→ Requirements:
Copy out the passage of the article on ideals of female beauty below, from "During Ancient Greece" up to and including "of the time.".
++++ Text section ++++
What is a beautiful woman?
- emmalunte4
- May 11, 2020
- 12 min read
Updated: May 12, 2020

The female body has undergone many changes in its representations, both literary and pictorial, as well as in its social, cultural and sexual realities... Since antiquity, women have been considered inferior to men. Excluded from all political life, they were confined to the tasks of ‘mother’ and ‘wife’. The image of the woman as a mother whose time is mainly devoted to domestic tasks persists since the early 1960s. After the role of the housewife, the "sexual revolution"; of the late 1960s imposed a new image: the woman considered as an item or an object of desire. Of course, the imposition of models that both men and women should follow is not new. And for good reason, the constitution of an ideal physical model reflects the values of a society and the body reflects a social image that must be controlled. There is a need to be recognized, not for one's skills or human qualities, but by the image reflected by one's body. It is the means to exist in the gaze of the other.

In Ancient Egypt (1292-1069 B.C.), women had to be thin, with narrow shoulders, high waist and symmetrical face, and in Egyptian civilization, the idea of the ideal woman was relatively stable. Ahmes-Nefertari is a symbol of this beauty. The statues depict her as a slender, slim and muscular woman with long legs, a rounded buttock, small breasts and a large waist. Her skin should be yellow ochre in color and a line of kohl should underline her gaze in order to intensify it. But above all, the ideal Egyptian woman must be eternally young.

During Ancient Greece (500-300 BC), the ideal woman was pulpy, corpulent, with a fair skin tone. She was in fact simply considered a "disfigured"; version of men. Women should have an athletic appearance just like men. Indeed, at this time, the beauty lies in the harmony of the body and not in any artifice: only physical exercise can obtain the adequate muscular body. It was the sculptor Praxiteles who sculpted the first naked woman. He represents an erotic and feminine image of the woman, and is inspired, for his sculptures of Aphrodite, by the curves and faces of Phryne, the famous courtesan of the time.
++++ Provided data ++++
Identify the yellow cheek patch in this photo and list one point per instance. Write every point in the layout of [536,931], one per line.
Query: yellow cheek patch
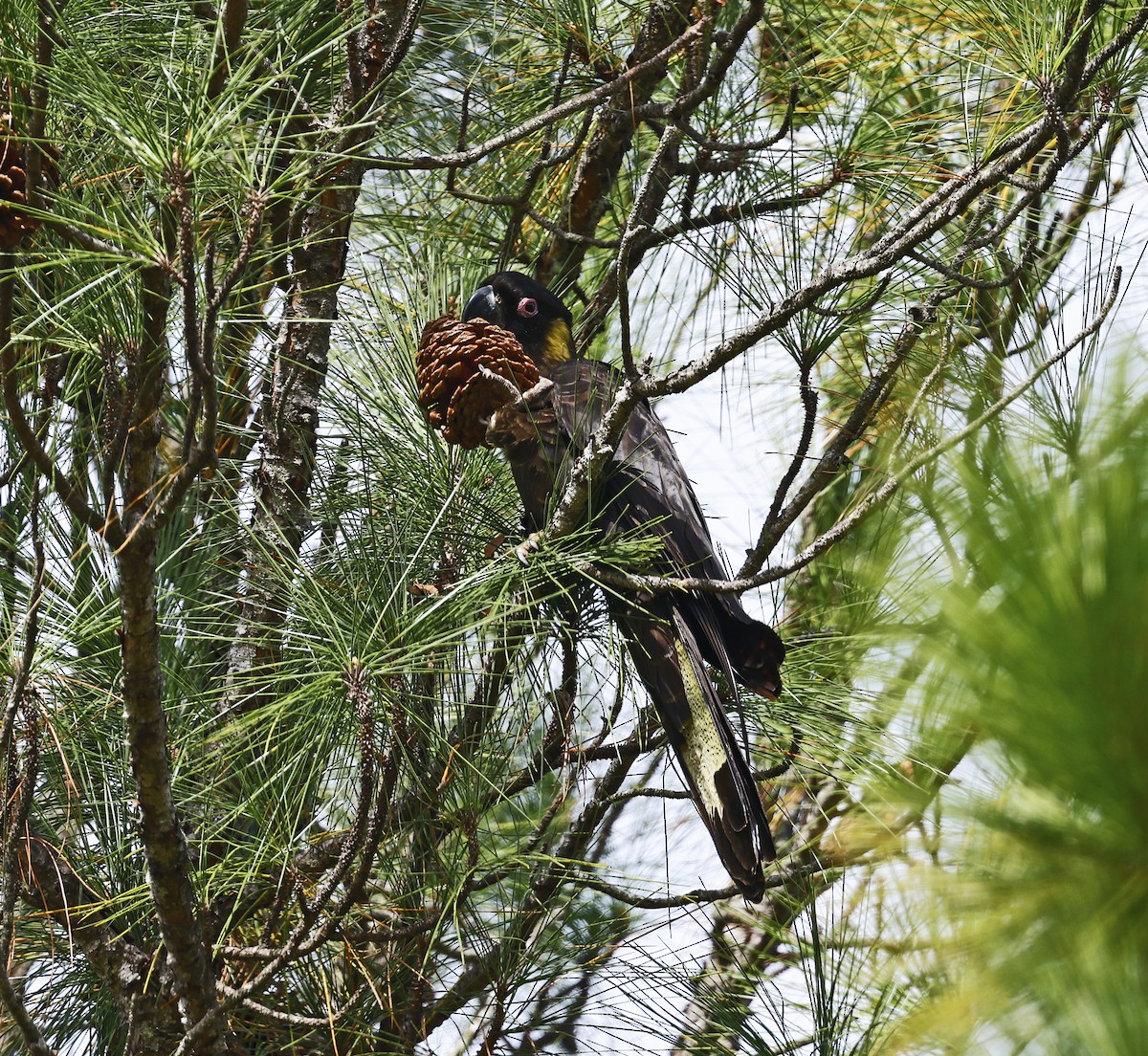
[558,345]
++++
→ Correct result:
During Ancient Greece (500-300 BC), the ideal woman was pulpy, corpulent, with a fair skin tone. She was in fact simply considered a "disfigured"; version of men. Women should have an athletic appearance just like men. Indeed, at this time, the beauty lies in the harmony of the body and not in any artifice: only physical exercise can obtain the adequate muscular body. It was the sculptor Praxiteles who sculpted the first naked woman. He represents an erotic and feminine image of the woman, and is inspired, for his sculptures of Aphrodite, by the curves and faces of Phryne, the famous courtesan of the time.